The records section start
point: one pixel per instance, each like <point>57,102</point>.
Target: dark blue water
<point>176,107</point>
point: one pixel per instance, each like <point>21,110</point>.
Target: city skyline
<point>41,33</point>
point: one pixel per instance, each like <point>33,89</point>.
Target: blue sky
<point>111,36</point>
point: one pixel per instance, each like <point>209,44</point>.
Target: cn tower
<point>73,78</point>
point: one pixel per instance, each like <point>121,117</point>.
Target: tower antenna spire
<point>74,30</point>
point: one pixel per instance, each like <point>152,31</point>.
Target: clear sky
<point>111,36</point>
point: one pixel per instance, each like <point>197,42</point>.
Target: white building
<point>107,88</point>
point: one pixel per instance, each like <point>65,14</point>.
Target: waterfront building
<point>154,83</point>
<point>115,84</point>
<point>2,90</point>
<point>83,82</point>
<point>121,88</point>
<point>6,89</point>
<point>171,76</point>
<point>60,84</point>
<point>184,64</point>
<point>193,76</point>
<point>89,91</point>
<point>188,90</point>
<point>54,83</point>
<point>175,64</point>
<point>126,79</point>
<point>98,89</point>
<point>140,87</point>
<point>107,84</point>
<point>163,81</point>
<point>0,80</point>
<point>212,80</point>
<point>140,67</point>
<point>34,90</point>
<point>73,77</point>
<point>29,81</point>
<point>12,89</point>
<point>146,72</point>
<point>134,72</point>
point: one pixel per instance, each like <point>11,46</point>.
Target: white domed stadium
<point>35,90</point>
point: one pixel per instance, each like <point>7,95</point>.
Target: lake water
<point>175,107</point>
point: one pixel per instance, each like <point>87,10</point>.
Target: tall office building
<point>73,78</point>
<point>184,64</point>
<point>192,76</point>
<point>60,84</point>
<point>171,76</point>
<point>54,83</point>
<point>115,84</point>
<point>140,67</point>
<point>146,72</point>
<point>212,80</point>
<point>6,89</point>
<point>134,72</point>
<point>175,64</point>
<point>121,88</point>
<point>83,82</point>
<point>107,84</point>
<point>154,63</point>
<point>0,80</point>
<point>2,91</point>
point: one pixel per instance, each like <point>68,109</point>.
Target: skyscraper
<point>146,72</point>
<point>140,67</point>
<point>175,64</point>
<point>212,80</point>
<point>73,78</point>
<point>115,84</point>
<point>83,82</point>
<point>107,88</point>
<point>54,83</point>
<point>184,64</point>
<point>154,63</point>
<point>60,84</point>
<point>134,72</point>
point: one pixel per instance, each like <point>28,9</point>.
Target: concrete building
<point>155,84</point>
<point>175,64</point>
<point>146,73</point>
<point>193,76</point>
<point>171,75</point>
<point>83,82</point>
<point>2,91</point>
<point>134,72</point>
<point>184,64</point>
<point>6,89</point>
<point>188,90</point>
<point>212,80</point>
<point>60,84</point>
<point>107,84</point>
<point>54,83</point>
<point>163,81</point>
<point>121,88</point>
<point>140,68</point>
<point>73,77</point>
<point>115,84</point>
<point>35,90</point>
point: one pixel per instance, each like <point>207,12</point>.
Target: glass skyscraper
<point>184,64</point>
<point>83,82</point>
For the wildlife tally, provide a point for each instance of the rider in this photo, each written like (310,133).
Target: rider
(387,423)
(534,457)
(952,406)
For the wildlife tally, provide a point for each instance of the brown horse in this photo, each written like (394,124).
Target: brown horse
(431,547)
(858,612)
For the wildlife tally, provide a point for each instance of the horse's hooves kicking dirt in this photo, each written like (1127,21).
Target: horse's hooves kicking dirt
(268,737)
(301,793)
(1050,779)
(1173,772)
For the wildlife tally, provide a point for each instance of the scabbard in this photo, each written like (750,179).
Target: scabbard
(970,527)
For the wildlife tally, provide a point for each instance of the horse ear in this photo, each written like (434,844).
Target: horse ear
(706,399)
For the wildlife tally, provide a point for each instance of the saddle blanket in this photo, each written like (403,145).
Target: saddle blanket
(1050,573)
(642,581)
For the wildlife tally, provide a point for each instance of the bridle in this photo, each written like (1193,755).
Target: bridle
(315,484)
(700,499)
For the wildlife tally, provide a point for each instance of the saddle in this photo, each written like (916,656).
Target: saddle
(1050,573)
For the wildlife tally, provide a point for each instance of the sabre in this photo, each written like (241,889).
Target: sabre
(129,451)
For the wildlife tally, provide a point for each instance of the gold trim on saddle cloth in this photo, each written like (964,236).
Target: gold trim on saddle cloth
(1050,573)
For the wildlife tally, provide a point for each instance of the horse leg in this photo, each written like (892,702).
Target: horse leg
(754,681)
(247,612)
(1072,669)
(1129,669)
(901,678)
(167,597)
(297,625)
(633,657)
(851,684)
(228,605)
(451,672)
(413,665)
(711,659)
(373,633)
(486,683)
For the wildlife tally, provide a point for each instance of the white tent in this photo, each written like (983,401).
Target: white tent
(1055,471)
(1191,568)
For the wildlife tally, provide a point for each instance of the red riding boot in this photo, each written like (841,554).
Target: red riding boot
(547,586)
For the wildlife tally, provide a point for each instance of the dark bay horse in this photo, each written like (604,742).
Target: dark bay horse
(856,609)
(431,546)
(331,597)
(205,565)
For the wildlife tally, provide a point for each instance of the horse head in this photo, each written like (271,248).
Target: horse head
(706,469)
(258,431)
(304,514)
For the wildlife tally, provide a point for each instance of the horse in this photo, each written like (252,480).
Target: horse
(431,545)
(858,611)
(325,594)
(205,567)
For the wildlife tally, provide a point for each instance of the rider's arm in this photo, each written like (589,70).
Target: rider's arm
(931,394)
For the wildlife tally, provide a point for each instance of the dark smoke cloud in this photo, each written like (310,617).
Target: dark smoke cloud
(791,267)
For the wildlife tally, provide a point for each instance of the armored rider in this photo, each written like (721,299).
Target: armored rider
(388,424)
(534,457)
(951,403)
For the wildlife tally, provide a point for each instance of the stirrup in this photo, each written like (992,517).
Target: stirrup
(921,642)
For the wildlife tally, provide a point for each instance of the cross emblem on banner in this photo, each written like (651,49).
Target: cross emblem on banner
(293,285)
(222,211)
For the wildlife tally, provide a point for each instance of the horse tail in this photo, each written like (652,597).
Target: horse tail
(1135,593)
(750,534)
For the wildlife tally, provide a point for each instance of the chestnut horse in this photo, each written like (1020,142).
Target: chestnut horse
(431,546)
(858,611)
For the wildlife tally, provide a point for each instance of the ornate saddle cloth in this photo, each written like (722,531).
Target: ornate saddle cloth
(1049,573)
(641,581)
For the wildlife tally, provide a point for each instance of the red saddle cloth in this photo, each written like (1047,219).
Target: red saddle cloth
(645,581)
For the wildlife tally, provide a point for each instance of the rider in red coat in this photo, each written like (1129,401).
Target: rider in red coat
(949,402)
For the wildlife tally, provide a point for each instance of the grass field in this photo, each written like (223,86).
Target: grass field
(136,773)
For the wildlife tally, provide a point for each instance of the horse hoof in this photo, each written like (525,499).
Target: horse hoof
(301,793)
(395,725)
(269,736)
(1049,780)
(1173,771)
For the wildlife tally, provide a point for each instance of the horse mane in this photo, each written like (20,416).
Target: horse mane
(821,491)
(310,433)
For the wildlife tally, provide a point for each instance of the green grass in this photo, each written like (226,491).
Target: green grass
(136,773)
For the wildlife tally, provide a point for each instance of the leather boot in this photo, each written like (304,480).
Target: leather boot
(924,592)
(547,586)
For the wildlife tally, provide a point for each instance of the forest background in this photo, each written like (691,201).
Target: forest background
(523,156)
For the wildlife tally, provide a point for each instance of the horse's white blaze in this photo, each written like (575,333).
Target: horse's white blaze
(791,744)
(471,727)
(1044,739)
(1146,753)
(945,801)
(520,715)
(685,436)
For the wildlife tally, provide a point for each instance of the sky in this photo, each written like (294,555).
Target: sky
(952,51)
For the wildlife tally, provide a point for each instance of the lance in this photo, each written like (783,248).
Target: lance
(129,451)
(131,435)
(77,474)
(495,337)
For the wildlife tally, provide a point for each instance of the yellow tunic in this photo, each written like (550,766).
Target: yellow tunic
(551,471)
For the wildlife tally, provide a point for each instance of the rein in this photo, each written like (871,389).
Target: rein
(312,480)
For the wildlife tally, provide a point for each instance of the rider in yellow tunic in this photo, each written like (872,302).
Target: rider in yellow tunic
The records section end
Action item.
The assignment is to restate, word for word, each line from the one containing "Target: rein" through the final line of the material above.

Written response.
Target: rein
(312,480)
For the wildlife tally, provide a point for each instance of the rider in yellow tunic in this photo, each written like (872,302).
Target: rider in yellow tunic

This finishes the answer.